Resulüllah (S.A.V.) cemaatle namaza katılmağa o kadar çok önem verirdi ki, değil evde, hatta yatakta yatarken bile, namaz kılmanın caiz olduğu şiddetli hastalık esnasında bizzat namaz kıldırmak için Mescide giderdi. Bir gün mescide gidemeyince namazı Hz. Ebu Bekir’in (R.A.) kıldırmasını emretmişti. Fakat birdenbire durumunda bir iyileşme hissetmiş ve koluna girilerek mescide götürülmesini istemişti. Yolda iki sahabenin omuzlarına yaslanmıştı. Fakat o kadar kuvvetten düşmüştü ki, Hz. Ayşe’nin (R.A.) anlattığına göre, ayaklarını sürüye sürüye yürüyebilmişti (Buhari).

Hoşlandığımızı göstermek veya bir şeye dikkati çekmek için genellikle  el çırparız. Bu adet Araplar arasında da vardı. Ancak, Hz. Resulüllah  (S.A.V.) Allah’ın (C.C.) zikrini o kadar çok severdi ki, el çırpma yerine  Allah’ın (C.C.) adını zikretmeği ve O’na hamd-ü senayı ikame eyledi. Bir  gün önemli bir işle meşgul olduğu sırada namaz vakti yaklaşmış ve namazı  Hz. Ebu Bekir’in (R.A.) kıldırmasını emretmişti. Biraz sonra işini bitirdi  ve derhal mescide gitti. Hz. Ebu Bekir (R.A.) namaz kıldırıyordu. Fakat,  cemaat Hz. Resulüllah’ın (S.A.V.) geldiğini görünce, hem sevinçlerini belli  etmek ve hem de Resulüllah’ın geldiğini Hz. Ebu Bekir’e (R.A.) anlatmak  için, el çırpmağa başladılar. Bunun üzerine Hz. Ebu Bekir (R.A.), yerini  Hz. Resulüllah’a (S.A.V.) bırakmak üzere, geri çekildi. Namaz bitince  Hz. Resulüllah (S.A.V.) Hz. Ebu Bekir’e (R.A.) hitaben: “Namaz  kıldırmanı sana emretmiştim. Niçin geri çekildin?” diye sordu. Hz. Ebu  Bekir (R.A.) “Ya Resul Allah! Allah’ın (C.C.) Elçisinin bulunduğu yerde  Ebu Kuhafe’nin oğluna imamlık yapmak yaraşır mı?” cevabını verdi.  Hz. Resulüllah (S.A.V.) ondan sonra cemaate dönerek şu sözleri söyledi:  “Niçin el çırptınız? Allah’ın (C.C.) zikri ile meşgul iken el çırpmanız yakışık  almaz. İbadet esnasında bir şeye dikkati çekmek gerekirse, el çırpmak  yerine yüksek sesle Allah’ın (C.C.) ismini söylemelisiniz. Bu, gereken  şeye dikkati çekmek için yeterlidir”. (Buhari)

----------------

Görevin Kapsamı: Hz. Resulüllah'ın (S.A.V.) cemaatle namaza ve Allah'ın (C.C.) zikrine verdiği önemi anlatan yukarıdaki metni, son cümlesinden sonra gelecek şekilde sürdürünüz.

Veri İçeriği:
----------------

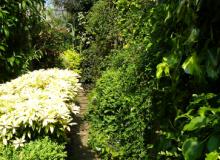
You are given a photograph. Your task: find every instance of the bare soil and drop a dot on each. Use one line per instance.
(78, 148)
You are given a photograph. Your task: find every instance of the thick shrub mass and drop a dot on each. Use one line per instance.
(158, 97)
(36, 104)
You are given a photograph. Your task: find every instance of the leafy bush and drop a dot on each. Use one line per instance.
(37, 104)
(117, 111)
(202, 117)
(20, 25)
(39, 149)
(170, 53)
(71, 59)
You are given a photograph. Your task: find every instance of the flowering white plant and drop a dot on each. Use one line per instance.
(38, 103)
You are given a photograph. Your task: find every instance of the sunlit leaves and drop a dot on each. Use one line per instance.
(38, 103)
(192, 149)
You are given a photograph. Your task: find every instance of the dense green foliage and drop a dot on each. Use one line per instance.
(71, 59)
(20, 23)
(39, 149)
(164, 67)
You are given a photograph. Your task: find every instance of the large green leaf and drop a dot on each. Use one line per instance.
(213, 143)
(191, 66)
(212, 156)
(196, 123)
(192, 149)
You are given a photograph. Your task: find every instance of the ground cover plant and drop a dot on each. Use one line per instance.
(38, 149)
(37, 104)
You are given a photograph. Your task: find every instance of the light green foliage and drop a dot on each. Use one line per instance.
(203, 118)
(71, 59)
(41, 149)
(36, 104)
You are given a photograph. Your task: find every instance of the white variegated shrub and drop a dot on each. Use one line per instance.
(37, 104)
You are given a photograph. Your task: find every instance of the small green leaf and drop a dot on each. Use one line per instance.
(213, 143)
(192, 149)
(191, 65)
(212, 156)
(196, 123)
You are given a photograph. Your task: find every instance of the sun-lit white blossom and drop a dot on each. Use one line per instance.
(41, 101)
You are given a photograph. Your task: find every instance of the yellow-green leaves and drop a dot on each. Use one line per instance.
(192, 149)
(71, 60)
(191, 65)
(40, 102)
(163, 68)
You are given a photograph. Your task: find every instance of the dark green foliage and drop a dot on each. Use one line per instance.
(40, 149)
(19, 21)
(167, 51)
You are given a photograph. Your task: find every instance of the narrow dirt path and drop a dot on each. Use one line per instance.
(79, 150)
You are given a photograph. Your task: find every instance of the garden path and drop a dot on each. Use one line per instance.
(79, 149)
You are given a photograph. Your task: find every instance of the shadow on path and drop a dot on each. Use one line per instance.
(78, 148)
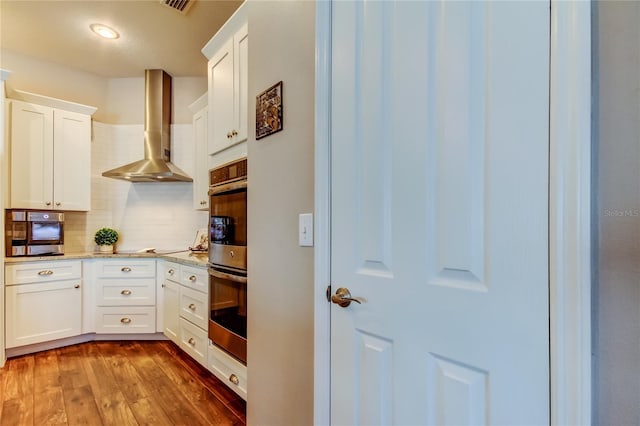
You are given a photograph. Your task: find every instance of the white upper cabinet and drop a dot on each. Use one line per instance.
(228, 76)
(50, 158)
(201, 178)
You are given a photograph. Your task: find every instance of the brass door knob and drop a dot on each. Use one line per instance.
(234, 379)
(343, 297)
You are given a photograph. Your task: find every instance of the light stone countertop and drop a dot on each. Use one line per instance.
(184, 257)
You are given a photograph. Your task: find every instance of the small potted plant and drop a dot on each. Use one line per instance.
(105, 238)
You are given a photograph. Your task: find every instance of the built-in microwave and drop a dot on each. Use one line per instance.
(228, 258)
(34, 233)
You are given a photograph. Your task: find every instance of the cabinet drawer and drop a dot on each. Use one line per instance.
(226, 368)
(195, 278)
(118, 292)
(194, 341)
(172, 271)
(194, 307)
(127, 319)
(126, 269)
(35, 272)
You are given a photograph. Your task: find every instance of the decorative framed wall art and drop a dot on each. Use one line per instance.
(269, 117)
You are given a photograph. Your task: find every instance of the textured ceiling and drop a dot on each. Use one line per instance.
(152, 35)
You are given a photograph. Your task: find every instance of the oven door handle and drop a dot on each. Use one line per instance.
(228, 187)
(225, 276)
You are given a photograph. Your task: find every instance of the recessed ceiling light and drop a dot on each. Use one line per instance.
(104, 31)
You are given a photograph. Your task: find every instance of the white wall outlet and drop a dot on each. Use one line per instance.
(305, 230)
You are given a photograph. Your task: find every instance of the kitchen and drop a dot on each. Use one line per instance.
(139, 210)
(290, 27)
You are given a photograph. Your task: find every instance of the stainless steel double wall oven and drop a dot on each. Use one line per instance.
(228, 258)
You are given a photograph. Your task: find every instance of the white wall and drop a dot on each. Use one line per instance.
(119, 101)
(146, 214)
(616, 319)
(159, 215)
(280, 289)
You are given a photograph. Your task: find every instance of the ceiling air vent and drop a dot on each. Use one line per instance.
(181, 6)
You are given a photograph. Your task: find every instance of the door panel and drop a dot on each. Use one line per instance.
(439, 212)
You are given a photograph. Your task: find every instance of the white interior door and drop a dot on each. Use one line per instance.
(439, 212)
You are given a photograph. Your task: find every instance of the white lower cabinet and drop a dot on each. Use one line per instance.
(171, 313)
(229, 370)
(43, 302)
(186, 308)
(194, 341)
(125, 296)
(125, 319)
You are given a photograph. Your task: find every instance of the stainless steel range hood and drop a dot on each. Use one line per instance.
(156, 165)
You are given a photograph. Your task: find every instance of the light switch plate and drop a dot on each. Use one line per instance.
(305, 230)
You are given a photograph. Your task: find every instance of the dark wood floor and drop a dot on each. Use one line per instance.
(114, 383)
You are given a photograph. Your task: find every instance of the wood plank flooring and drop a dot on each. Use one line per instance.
(114, 383)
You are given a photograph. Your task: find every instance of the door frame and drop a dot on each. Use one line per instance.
(569, 213)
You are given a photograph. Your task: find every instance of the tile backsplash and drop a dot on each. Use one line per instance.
(159, 215)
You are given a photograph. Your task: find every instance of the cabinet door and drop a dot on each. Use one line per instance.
(221, 98)
(31, 156)
(171, 312)
(241, 83)
(201, 179)
(41, 312)
(71, 161)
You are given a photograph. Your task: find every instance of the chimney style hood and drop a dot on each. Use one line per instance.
(156, 165)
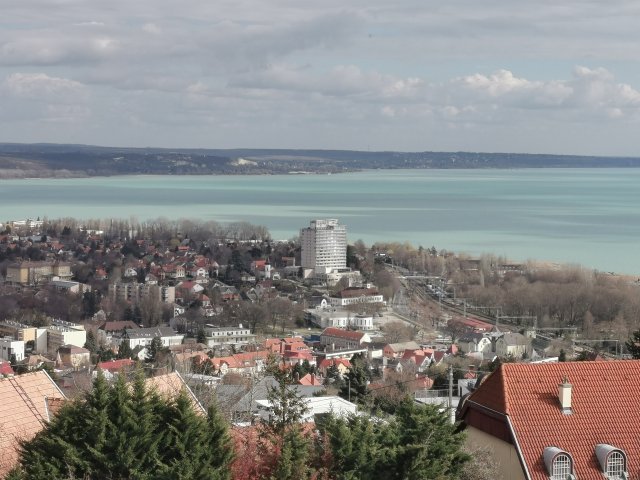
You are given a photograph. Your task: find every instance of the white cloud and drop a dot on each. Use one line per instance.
(41, 85)
(412, 74)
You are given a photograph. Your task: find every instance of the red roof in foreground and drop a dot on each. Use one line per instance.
(604, 411)
(5, 368)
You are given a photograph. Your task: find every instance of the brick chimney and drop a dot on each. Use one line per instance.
(564, 395)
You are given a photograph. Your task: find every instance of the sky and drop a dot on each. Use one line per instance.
(411, 75)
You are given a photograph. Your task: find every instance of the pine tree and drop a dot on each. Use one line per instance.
(154, 348)
(92, 343)
(124, 350)
(123, 431)
(219, 442)
(633, 345)
(355, 388)
(562, 357)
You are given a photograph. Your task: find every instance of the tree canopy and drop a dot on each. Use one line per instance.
(125, 431)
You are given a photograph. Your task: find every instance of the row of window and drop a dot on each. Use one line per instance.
(612, 460)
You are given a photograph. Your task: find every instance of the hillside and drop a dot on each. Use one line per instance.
(53, 160)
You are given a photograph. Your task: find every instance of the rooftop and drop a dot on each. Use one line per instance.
(604, 410)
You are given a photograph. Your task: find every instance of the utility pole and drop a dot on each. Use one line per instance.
(451, 413)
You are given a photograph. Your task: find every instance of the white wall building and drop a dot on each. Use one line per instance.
(324, 245)
(9, 346)
(59, 335)
(144, 336)
(331, 317)
(228, 336)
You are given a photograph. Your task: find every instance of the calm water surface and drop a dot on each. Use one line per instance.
(585, 216)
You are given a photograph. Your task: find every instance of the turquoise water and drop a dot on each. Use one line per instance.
(585, 216)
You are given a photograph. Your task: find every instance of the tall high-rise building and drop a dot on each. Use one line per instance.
(324, 245)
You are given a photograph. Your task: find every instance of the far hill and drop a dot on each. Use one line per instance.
(53, 160)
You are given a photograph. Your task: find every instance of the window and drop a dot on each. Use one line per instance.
(615, 466)
(613, 461)
(561, 467)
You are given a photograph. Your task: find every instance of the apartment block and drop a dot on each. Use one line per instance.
(324, 246)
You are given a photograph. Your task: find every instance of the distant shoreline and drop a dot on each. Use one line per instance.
(57, 175)
(80, 161)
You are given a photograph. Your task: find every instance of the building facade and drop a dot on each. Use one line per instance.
(324, 246)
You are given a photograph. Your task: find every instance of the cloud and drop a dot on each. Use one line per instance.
(41, 85)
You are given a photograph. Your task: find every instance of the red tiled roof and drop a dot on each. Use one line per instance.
(357, 292)
(117, 326)
(115, 365)
(604, 410)
(5, 368)
(23, 412)
(328, 362)
(310, 379)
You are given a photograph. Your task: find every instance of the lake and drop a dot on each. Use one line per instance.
(585, 216)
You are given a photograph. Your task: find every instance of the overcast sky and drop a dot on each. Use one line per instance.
(495, 75)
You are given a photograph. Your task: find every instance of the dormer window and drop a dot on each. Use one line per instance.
(559, 463)
(613, 462)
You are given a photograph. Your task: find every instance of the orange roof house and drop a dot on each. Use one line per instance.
(559, 420)
(26, 404)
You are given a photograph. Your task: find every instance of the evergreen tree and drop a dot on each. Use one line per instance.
(92, 343)
(124, 350)
(418, 442)
(282, 432)
(202, 336)
(155, 347)
(220, 442)
(124, 431)
(355, 387)
(633, 345)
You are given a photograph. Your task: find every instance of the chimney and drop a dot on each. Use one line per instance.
(564, 395)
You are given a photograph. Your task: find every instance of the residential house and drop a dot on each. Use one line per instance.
(396, 350)
(68, 286)
(170, 385)
(135, 292)
(9, 346)
(421, 359)
(311, 380)
(118, 327)
(315, 406)
(70, 356)
(27, 403)
(64, 333)
(474, 342)
(355, 295)
(217, 336)
(513, 345)
(558, 420)
(142, 337)
(227, 293)
(342, 364)
(242, 401)
(247, 364)
(5, 369)
(339, 318)
(112, 368)
(338, 338)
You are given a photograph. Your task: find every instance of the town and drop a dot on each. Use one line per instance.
(228, 315)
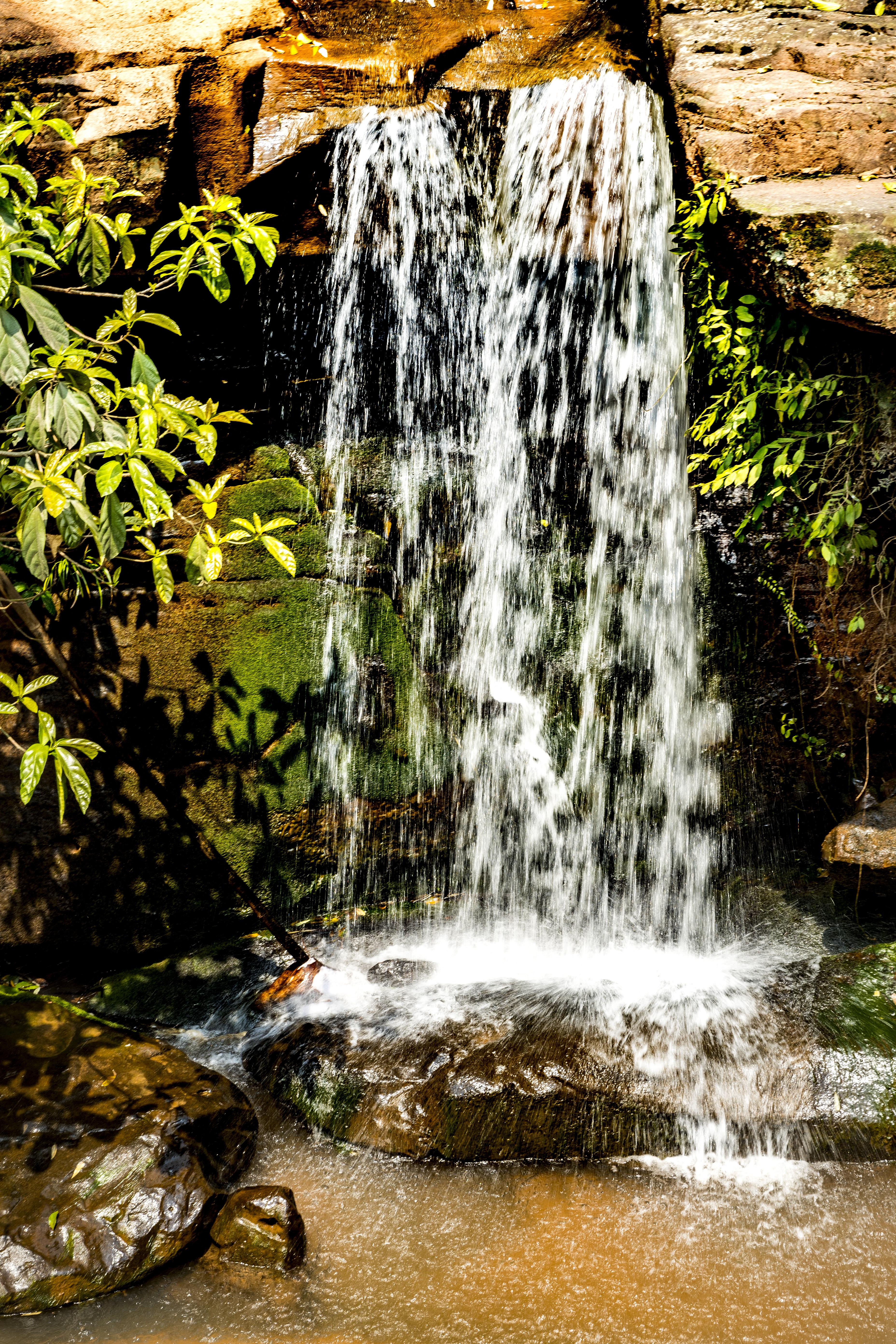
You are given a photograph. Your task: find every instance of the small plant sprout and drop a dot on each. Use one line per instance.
(34, 759)
(257, 532)
(209, 495)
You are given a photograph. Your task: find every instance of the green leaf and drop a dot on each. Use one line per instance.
(95, 261)
(113, 532)
(46, 318)
(218, 284)
(154, 501)
(15, 355)
(281, 554)
(61, 787)
(34, 541)
(144, 371)
(265, 244)
(76, 776)
(66, 414)
(245, 259)
(206, 441)
(41, 685)
(161, 320)
(46, 728)
(109, 478)
(167, 464)
(197, 558)
(85, 745)
(31, 769)
(163, 577)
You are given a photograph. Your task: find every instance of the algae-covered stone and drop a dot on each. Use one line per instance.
(210, 984)
(115, 1151)
(275, 498)
(855, 1066)
(467, 1092)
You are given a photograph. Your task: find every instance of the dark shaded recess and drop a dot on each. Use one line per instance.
(776, 812)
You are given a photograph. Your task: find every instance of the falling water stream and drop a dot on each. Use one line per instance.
(506, 316)
(535, 427)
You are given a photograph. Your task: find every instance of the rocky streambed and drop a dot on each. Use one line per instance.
(116, 1154)
(800, 1056)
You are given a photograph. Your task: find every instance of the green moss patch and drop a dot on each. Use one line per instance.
(855, 1006)
(815, 232)
(875, 265)
(269, 460)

----------------

Göreve Yanıt:
Dua ve ibadetin riyazet ve nefse eziyet şeklinde yapılmaşını tasvip  etmezdi. Bir gün evine geldiğinde, iki direk arasında sarkan bir ip gördü  ve sebebini sordu. Zevcesi Hz. Zeyneb’in (R.A.) ibadet esnasında yorulunca  bu ipe yaslanmak adetinde olduğunu kendisine anlattılar. Hz. Resulüllah  (S.A.V.) ipi kaldırttı; ve insanın neşeli ve ferahlı olduğu müddetçe ibadete  devam etmesi ve yorulunca oturması lâzım geldiğini söyledi. İbadet bir  külfet değildi; ve vücut yorulduktan sonra devam ettirilen ibadet gayesine  ulaşmazdı (Buhari, Kitab el-Kûsuf).Putperestliği, azıcık dahi olsa, andıran her hareketten ve adetten nefret  ederdi. Son nefesini teslim etmesinden kısa bir süre önce ölüm döşeğinde  sağa sola kıvranırken:Peygamberlerinin mezarlarını bir tapınma yeri haline getiren  Yahudilerin ve Hıristiyanların Allah müstehakını versin! ” diye söyleniyordu  (Buhari). Aklına, peygamberlerinin ve evliyalarının mezarları önünde  secdeye kapanıp tapınan Yahudiler ve Hıristiyanlar gelmiş; ve Müslümanlar  da böyle adetlere saparlarsa kendi şefaatine lâyık olmayacaklarını, bilâkis  kendinden kopup ayrılmış olacaklarını anlatmak istemişti.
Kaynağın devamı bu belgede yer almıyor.